Task requirements: Please write out the data word for word, from its start through the line containing "203;170;217;193", and leave the pictures out of your answer.
___
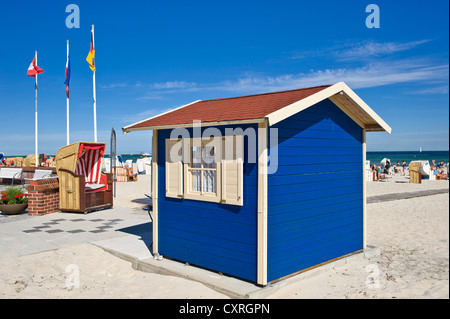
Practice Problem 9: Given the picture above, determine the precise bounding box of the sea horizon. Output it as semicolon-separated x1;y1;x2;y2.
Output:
5;150;449;165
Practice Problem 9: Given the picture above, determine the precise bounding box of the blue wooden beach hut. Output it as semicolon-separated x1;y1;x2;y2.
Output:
122;82;391;286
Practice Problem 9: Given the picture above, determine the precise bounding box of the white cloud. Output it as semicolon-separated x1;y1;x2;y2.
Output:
100;83;128;89
333;40;431;60
210;60;449;93
152;81;197;90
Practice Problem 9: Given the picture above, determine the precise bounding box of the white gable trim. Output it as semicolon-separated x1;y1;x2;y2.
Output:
266;82;392;134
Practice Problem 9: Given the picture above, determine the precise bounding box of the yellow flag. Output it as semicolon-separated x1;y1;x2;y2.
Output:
86;31;95;71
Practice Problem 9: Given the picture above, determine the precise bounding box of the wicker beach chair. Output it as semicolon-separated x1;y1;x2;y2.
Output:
56;142;113;213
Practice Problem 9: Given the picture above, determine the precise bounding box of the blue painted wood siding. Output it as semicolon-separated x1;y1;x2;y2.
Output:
267;99;363;281
158;125;258;281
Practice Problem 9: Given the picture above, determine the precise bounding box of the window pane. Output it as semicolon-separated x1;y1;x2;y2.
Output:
192;146;202;168
202;146;216;168
192;170;202;192
203;170;217;193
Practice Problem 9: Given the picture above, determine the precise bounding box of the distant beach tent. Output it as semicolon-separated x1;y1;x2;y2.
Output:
122;82;391;286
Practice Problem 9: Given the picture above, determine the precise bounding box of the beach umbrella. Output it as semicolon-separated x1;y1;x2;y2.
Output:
109;127;116;197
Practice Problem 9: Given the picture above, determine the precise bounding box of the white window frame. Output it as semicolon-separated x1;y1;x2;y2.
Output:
183;138;222;203
165;135;244;206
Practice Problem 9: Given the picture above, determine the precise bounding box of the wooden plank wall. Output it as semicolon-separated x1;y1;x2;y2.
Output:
267;100;363;282
158;124;257;281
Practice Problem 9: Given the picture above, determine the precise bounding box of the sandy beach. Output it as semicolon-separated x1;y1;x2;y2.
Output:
0;175;449;299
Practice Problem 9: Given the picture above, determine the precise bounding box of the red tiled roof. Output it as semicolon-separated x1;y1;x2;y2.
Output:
127;85;330;129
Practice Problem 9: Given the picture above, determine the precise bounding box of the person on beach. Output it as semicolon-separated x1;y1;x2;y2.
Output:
375;165;386;181
402;160;406;176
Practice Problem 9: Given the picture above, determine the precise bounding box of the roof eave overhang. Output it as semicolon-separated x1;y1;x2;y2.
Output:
122;118;265;134
267;82;392;134
122;82;392;134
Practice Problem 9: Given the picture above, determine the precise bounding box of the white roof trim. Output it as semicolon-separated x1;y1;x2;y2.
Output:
266;82;392;134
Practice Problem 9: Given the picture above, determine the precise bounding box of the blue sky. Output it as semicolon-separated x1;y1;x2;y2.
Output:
0;0;449;155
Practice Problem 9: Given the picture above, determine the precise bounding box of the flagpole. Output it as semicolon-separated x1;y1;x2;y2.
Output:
66;40;70;145
34;51;39;167
92;25;97;142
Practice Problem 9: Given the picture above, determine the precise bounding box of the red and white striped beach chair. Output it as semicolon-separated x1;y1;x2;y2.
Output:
56;142;113;213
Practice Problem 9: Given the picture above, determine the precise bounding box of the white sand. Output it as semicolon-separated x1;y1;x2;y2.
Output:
0;175;449;298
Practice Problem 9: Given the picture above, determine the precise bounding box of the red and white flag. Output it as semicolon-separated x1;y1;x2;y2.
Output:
27;57;44;77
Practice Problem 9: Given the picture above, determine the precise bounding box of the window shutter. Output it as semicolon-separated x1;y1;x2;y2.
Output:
166;139;183;198
221;135;244;206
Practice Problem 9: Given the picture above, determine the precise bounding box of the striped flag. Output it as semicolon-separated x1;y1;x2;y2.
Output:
27;57;44;77
64;53;70;98
86;30;95;71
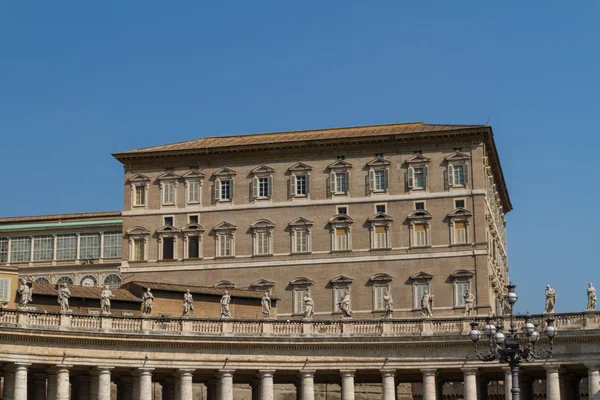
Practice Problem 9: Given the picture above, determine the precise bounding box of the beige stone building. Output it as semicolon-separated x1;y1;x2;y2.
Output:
114;123;511;319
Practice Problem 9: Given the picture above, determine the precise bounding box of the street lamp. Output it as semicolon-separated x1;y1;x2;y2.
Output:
469;283;557;400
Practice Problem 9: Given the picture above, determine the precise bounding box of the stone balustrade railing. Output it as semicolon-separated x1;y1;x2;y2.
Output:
0;309;600;337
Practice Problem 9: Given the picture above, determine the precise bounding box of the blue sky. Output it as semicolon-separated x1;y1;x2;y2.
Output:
0;0;600;312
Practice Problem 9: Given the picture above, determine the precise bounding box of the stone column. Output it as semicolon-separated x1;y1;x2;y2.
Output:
258;369;275;400
176;369;194;400
55;364;72;400
98;367;113;400
381;369;396;400
340;370;356;400
586;364;600;400
300;370;315;400
138;368;154;400
462;367;476;400
219;369;235;400
421;368;437;400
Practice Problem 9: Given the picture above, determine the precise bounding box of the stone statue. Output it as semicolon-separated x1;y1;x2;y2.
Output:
142;288;154;315
58;282;71;313
544;285;556;313
383;288;394;319
100;286;114;314
17;279;33;308
421;292;433;318
464;290;475;317
587;282;596;311
183;289;194;317
221;290;232;318
338;292;352;318
260;292;271;319
304;293;315;319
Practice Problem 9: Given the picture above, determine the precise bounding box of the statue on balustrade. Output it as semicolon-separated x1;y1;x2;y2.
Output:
383;288;394;319
17;279;33;308
421;291;433;318
100;286;114;314
338;292;352;319
304;293;315;319
183;289;194;317
142;288;154;315
221;290;232;318
464;290;475;317
587;282;596;311
58;282;71;313
260;292;271;319
544;285;556;313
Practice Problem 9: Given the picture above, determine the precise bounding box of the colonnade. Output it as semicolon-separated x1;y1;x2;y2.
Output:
2;363;600;400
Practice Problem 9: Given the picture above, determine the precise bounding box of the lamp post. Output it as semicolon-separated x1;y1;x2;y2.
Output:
469;283;557;400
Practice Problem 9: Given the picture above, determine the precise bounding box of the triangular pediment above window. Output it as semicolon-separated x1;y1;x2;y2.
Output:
367;158;392;167
290;217;313;226
405;153;431;164
156;171;181;181
410;271;433;281
213;221;237;231
445;151;471;161
368;213;394;222
250;219;275;229
288;162;312;172
213;167;235;176
327;160;352;169
129;174;150;182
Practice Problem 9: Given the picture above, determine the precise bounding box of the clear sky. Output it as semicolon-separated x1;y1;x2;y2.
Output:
0;0;600;312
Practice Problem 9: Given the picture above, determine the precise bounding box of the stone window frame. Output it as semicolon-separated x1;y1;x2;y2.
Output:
288;162;313;200
404;153;431;193
289;217;313;254
250;219;275;257
250;165;275;202
156;171;181;208
367;213;394;251
366;158;392;196
127;174;150;209
329;275;354;314
329;214;354;253
182;168;206;205
369;272;394;312
407;210;433;248
213;221;237;258
447;208;473;246
450;269;475;309
126;226;150;262
213;167;236;204
181;223;205;260
410;271;434;311
290;277;314;316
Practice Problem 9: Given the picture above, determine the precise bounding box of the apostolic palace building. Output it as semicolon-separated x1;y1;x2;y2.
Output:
0;123;600;400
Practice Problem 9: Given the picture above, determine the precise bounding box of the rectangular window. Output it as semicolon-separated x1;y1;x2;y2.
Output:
56;235;77;261
188;236;200;258
103;232;122;258
294;230;308;253
163;182;175;204
0;238;8;263
454;221;467;244
10;237;31;263
188;181;200;203
135;185;146;206
79;233;100;260
293;289;308;314
335;228;348;250
33;236;54;261
413;224;427;246
455;282;469;307
163;238;174;260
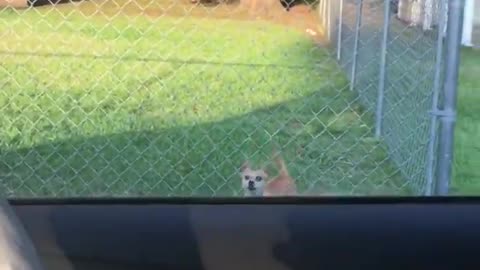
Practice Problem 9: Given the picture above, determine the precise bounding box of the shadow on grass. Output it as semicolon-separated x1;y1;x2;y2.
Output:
28;0;84;7
0;85;405;197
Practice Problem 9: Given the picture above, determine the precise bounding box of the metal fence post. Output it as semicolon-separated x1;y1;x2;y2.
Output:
375;0;390;138
435;0;465;195
350;0;363;91
337;0;344;61
425;0;447;196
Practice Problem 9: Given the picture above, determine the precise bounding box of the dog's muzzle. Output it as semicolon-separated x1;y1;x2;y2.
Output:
248;181;256;191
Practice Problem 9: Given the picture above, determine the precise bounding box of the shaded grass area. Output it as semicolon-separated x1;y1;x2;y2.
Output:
452;49;480;195
0;1;407;197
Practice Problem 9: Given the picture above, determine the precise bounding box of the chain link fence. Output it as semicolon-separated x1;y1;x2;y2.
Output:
0;0;462;197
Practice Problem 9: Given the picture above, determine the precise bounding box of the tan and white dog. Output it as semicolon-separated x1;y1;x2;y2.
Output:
240;150;297;197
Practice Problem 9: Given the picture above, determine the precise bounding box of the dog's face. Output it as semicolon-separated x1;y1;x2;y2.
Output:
240;161;268;196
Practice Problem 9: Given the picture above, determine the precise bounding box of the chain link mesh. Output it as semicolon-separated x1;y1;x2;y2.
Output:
0;0;446;197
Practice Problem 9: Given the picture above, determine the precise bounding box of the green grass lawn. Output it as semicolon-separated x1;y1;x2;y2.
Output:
0;3;407;197
452;49;480;195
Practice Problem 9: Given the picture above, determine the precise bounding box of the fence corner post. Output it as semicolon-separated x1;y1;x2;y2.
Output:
375;0;390;139
350;0;363;91
435;0;465;196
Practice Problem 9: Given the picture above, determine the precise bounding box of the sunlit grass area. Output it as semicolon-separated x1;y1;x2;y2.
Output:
0;1;406;197
452;49;480;195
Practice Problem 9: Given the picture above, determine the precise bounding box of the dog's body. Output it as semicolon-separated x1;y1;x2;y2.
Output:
240;161;268;197
240;154;297;197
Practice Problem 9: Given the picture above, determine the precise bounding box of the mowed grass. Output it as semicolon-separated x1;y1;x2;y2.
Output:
452;49;480;195
0;1;408;197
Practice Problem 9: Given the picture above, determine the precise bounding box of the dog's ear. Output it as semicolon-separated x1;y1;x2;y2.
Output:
240;160;250;172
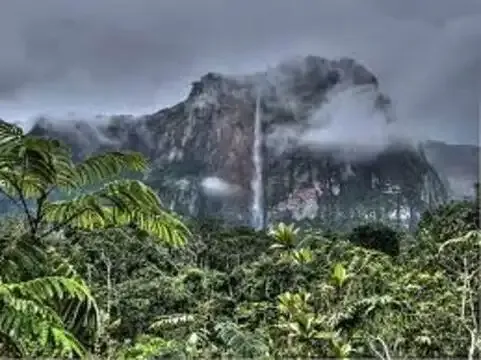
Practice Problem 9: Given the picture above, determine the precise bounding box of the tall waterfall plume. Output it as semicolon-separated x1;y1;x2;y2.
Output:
251;91;264;230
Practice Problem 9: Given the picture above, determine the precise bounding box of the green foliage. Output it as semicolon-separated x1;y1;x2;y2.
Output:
0;122;189;358
0;120;481;360
41;212;481;359
418;201;480;245
348;223;402;256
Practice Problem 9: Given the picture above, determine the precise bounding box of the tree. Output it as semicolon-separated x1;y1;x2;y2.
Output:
0;123;189;356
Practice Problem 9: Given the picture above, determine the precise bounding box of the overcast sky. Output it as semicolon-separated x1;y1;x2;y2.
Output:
0;0;481;143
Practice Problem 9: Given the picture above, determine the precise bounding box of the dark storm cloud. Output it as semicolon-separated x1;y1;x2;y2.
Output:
0;0;481;142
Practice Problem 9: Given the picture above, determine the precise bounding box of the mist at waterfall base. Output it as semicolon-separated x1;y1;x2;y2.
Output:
266;85;414;162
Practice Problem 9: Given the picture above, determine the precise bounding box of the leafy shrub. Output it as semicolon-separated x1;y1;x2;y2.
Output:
348;223;402;256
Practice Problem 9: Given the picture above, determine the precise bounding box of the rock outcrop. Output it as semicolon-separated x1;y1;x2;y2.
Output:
26;56;472;231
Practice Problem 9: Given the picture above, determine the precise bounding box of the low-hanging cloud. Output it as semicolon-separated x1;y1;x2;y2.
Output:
0;0;481;143
266;85;412;161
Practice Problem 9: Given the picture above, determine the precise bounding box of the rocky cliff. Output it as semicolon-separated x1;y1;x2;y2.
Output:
24;56;474;231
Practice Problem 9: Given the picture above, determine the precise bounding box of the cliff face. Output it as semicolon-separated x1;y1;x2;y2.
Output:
25;56;472;229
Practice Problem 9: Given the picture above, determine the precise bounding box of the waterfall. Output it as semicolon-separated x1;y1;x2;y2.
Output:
251;91;264;230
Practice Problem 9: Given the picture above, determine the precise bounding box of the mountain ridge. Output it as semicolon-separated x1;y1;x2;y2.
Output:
2;56;479;228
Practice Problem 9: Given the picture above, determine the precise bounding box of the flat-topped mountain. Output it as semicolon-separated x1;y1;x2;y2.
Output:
16;56;477;229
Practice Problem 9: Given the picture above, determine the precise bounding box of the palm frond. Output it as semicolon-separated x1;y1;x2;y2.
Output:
44;180;190;245
0;276;98;356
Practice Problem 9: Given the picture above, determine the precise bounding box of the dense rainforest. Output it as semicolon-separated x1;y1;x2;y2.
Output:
0;123;481;359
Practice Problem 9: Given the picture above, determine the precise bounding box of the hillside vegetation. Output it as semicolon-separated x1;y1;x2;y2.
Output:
0;124;481;359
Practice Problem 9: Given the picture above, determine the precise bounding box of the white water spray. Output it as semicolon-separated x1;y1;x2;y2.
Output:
251;91;264;230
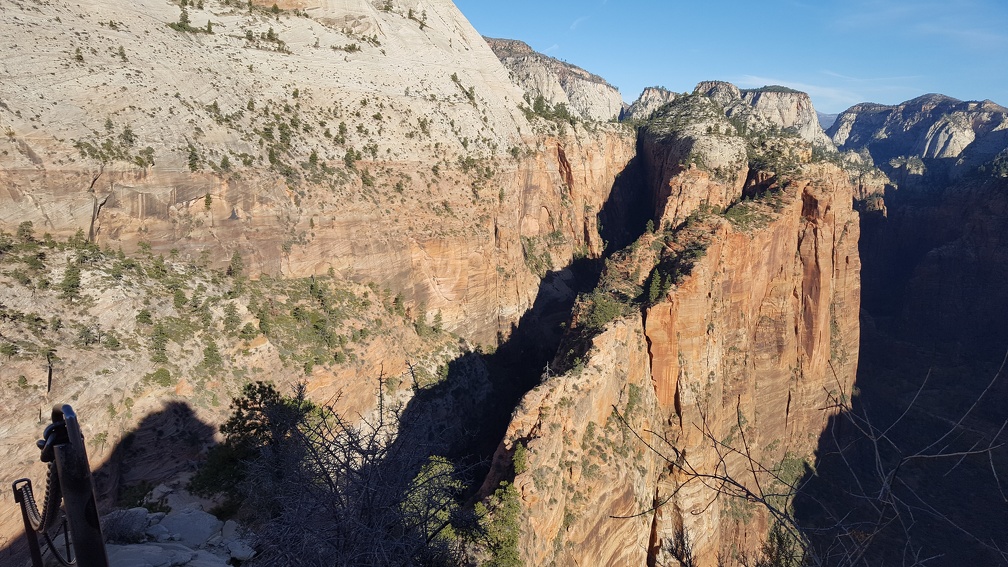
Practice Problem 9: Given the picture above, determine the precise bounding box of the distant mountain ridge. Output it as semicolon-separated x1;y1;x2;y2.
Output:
827;93;1008;179
484;37;624;121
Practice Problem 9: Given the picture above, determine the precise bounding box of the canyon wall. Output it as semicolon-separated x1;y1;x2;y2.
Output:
488;126;860;565
0;0;634;343
828;94;1008;179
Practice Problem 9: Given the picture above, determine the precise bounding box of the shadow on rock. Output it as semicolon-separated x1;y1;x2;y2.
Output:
0;401;216;567
795;175;1008;565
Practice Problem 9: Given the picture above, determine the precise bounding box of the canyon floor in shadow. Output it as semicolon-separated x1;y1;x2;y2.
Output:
0;400;217;567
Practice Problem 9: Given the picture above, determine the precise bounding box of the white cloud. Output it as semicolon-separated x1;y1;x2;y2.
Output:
571;16;591;31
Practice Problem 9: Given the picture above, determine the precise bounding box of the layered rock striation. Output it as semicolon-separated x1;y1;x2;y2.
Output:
828;94;1008;179
488;95;860;565
486;37;623;122
0;0;634;342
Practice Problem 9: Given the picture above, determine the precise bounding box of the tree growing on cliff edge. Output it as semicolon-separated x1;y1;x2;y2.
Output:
192;382;495;566
614;354;1008;567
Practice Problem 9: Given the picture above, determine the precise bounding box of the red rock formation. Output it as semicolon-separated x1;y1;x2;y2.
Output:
498;161;860;565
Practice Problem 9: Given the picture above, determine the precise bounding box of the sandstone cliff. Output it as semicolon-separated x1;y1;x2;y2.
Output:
828;94;1008;180
0;0;633;342
694;81;834;151
486;37;623;122
490;95;860;565
620;87;678;120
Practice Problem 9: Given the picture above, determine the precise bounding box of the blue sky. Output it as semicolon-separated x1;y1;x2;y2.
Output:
455;0;1008;113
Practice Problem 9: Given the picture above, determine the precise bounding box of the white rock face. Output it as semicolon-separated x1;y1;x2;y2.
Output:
694;81;836;150
829;95;1008;171
621;87;678;120
487;37;623;121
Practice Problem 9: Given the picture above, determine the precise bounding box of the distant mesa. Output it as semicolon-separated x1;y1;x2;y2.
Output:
485;37;623;122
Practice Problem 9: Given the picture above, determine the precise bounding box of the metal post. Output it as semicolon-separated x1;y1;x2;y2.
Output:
54;405;109;567
13;478;43;567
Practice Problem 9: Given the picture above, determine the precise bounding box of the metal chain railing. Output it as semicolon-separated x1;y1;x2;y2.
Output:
13;405;109;567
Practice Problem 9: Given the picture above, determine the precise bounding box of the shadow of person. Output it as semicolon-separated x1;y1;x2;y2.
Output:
0;400;216;567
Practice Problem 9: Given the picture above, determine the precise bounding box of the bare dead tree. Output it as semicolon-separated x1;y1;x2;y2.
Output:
613;354;1008;567
225;379;473;566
___
Written answer:
Practice Problem 9: Given the picture above, determine the precise bounding box of the sea horizon. Output it as semicolon-separated x1;y1;x2;y2.
Output:
5;150;449;165
Practice Problem 9: Given the picture above, determine the precise bounding box of the blue wooden beach hut. Output it as semicolon-separated x1;y1;x2;y2.
Output:
122;82;391;286
Practice Problem 9: Given the picture above, determine the precise bounding box of the white cloud. Output it as semicolon-separated x1;y1;x2;y2.
Output:
100;83;128;89
333;40;431;60
210;60;449;93
152;81;197;90
Practice Problem 9: Given the picture above, determine the precise bounding box of the white gable trim. Output it as semicolon-separated x1;y1;x2;y2.
Output:
266;82;392;134
Practice Problem 9: Given the picture above, determine the precise bounding box of the yellow flag. Output it as semicolon-separated x1;y1;x2;y2.
Output:
86;31;95;71
Practice Problem 9: Given the picture above, determine the precise bounding box of the wicker beach chair. Output it as semicolon-separated x1;y1;x2;y2.
Output:
56;142;113;213
Practice Problem 9: Given the picture above, determine the precise bounding box of the blue painted wood siding. Output it as semicolon-separated x1;y1;x2;y2.
Output:
267;99;363;281
158;125;258;281
Practice Problem 9: Given the picture above, determine the precise bounding box of the window pane. Output it as semicolon-separated x1;y1;x2;y2.
Output:
192;146;202;168
202;146;216;168
192;170;202;192
203;170;217;193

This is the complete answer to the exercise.